SOURCE TEXT:
— begin —
Skip to content

x-robotics-lab/minbc

Repository files navigation

MinBC - Minimal Behavior Cloning

A simple and efficient implementation for robot behavior cloning with support for both Vanilla BC and Diffusion Policy.

Features

  • 🚀 Two Policy Types: Vanilla BC and Diffusion Policy
  • 🖼️ Flexible Vision Encoders: Support for DINOv3, DINO, CLIP, or train from scratch
  • 🎯 Multi-Modal Input: RGB images, joint positions, velocities, tactile sensors, etc.
  • Multi-GPU Training: Efficient distributed training support
  • 📊 TensorBoard Logging: Real-time training monitoring

Installation

Prerequisites

  • Python 3.8+
  • CUDA-compatible GPU

Install Dependencies

pip install -r requirements.txt

Required packages:

  • PyTorch >= 2.0.0
  • torchvision >= 0.15.0
  • diffusers >= 0.21.0
  • tyro >= 0.5.0
  • tensorboard >= 2.13.0

Quick Start

Option 1: Training Without Images (Fastest)
— end —
INSTRUCTIONS:
**a)** Duplicate a passage from the MinBC README above word for word. Begin at the words "x-robotics-lab/minbc" and stop after "and Diffusion Policy.".
**b)** According to the MinBC README above, what is the lowest Python version needed?

DATA EXTRACT:
— begin —
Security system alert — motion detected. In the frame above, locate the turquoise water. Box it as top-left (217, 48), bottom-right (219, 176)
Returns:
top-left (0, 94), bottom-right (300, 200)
— end —
ANSWER LIST:
**a)**
x-robotics-lab/minbc

Repository files navigation

MinBC - Minimal Behavior Cloning

A simple and efficient implementation for robot behavior cloning with support for both Vanilla BC and Diffusion Policy.

**b)** Python 3.8